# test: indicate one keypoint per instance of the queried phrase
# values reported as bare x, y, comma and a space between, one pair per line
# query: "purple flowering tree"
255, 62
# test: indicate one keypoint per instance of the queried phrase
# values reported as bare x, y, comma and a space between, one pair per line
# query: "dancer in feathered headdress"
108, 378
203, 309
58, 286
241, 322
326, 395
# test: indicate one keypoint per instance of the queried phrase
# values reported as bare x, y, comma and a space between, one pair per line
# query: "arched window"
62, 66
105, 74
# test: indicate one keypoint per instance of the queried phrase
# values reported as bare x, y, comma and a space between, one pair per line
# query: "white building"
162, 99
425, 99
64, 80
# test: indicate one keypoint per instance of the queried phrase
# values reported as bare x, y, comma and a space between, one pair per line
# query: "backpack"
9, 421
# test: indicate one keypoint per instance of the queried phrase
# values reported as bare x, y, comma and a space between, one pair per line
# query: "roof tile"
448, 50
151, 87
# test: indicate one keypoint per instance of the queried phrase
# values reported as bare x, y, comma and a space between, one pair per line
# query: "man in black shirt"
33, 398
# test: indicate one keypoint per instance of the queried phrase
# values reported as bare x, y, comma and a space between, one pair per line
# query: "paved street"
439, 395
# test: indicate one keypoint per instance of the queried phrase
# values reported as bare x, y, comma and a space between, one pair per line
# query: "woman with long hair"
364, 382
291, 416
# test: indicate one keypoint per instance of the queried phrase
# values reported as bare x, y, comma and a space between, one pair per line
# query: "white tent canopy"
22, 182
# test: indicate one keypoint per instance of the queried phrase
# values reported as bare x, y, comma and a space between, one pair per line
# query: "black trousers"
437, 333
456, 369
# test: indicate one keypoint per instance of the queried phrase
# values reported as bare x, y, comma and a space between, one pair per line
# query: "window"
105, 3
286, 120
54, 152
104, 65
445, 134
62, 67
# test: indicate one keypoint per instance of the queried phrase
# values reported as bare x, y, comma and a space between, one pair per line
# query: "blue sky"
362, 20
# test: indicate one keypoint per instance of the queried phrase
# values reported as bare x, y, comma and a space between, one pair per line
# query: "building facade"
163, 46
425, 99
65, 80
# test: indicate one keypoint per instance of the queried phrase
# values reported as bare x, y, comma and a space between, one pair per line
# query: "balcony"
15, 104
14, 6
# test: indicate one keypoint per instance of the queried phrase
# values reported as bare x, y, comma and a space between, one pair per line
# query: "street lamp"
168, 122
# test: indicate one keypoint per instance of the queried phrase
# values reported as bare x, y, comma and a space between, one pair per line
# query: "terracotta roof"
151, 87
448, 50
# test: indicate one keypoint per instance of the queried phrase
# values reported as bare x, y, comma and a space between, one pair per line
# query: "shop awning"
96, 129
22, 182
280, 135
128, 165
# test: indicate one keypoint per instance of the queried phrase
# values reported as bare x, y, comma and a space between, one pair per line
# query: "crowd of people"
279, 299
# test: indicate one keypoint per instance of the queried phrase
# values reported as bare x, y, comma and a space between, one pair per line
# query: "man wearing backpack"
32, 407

▬▬▬▬▬▬

§ YOUR INSTRUCTIONS
Reproduce the data. Keep it exact.

§ EXERCISE SOLUTION
# test: indicate one keypoint per instance of the queried phrase
# values reported as bare x, y, comma and a space between, one pair per line
# query: "purple flowering tree"
255, 62
# test: indicate one keypoint per instance of the queried phrase
# values reported as bare x, y, comma and a space between, one pair per line
# query: "dancer in feathered headdress"
108, 378
203, 309
58, 286
241, 322
326, 395
# test: indicate one keypoint per instance of the queried phrase
# values reported as bare x, y, comma and a space between, one pair per line
# query: "arched window"
62, 66
105, 74
# test: indicate one keypoint per instance of the queried phrase
# values reported as bare x, y, comma and a space between, one pair per line
# query: "white building"
162, 99
425, 99
64, 80
# test: indicate one keypoint per instance of the queried phrase
# values reported as bare x, y, comma and a space between, one pair per line
# query: "backpack"
9, 421
# test: indicate one keypoint per instance of the queried phrase
# values reported as bare x, y, comma and a space between, one pair per line
# query: "roof tile"
448, 50
151, 87
# test: indicate one keypoint per instance of the queried phrase
# values reported as bare x, y, comma and a space between, one pair per line
# query: "man in black shirt"
33, 398
# test: indicate one keypoint per instance of the queried phrase
# values reported as bare x, y, comma and a space between, one pair per line
# query: "paved street"
439, 395
# test: indicate one keypoint per instance of the queried phrase
# values reported as bare x, y, comma and a space between, one pair per line
# query: "woman with long hair"
364, 382
291, 416
# test: indicate one keypoint per instance of the queried phrase
# values reported as bare x, y, comma and a space between, one pair per line
# query: "white tent canopy"
22, 182
# test: indicate one keypoint per instance of the queried phrase
# values reported as bare x, y, comma and a space between, one pair per line
# query: "black trousers"
437, 333
456, 369
# test: indicate one keypoint per instance of the queried phrase
# values reported as bare x, y, comma and a space between, one pair per line
# query: "window"
105, 3
286, 120
54, 152
104, 65
445, 134
62, 67
# test: indicate one keypoint per instance of the queried phrase
# values reported as bare x, y, comma and a space between, one pair per line
# query: "blue sky"
362, 20
# test: indicate one keypoint per instance of the queried phrase
# values reported as bare x, y, comma and a space between, one pair per line
# query: "building facade"
163, 46
425, 99
65, 80
# test: indicate one keypoint per instance of the queried phrase
# values reported as bare x, y, comma and a space between, one pair per line
# query: "balcony"
15, 104
14, 6
# test: indicate one keypoint per instance of the queried phrase
# values reported as bare x, y, comma and a space between, one pair per line
# query: "street lamp"
168, 122
# test: indicate one keypoint per instance of the queried phrase
# values reported as bare x, y, comma and a space between, one pair per line
# query: "terracotta roof"
151, 87
448, 50
# test: indicate one keypoint per instance of the queried phrase
# values reported as bare x, y, comma and a space between, one pair per line
# query: "shop awning"
96, 129
22, 182
280, 135
128, 165
# test: indicate one keypoint per instance of the queried phrase
# values reported as bare x, y, comma and a space between, one pair per line
# query: "crowd of people"
279, 299
# test: indicate one keypoint per instance of the queried phrase
# values reported as bare x, y, comma and a space between, one pair per line
# query: "man wearing backpack"
32, 407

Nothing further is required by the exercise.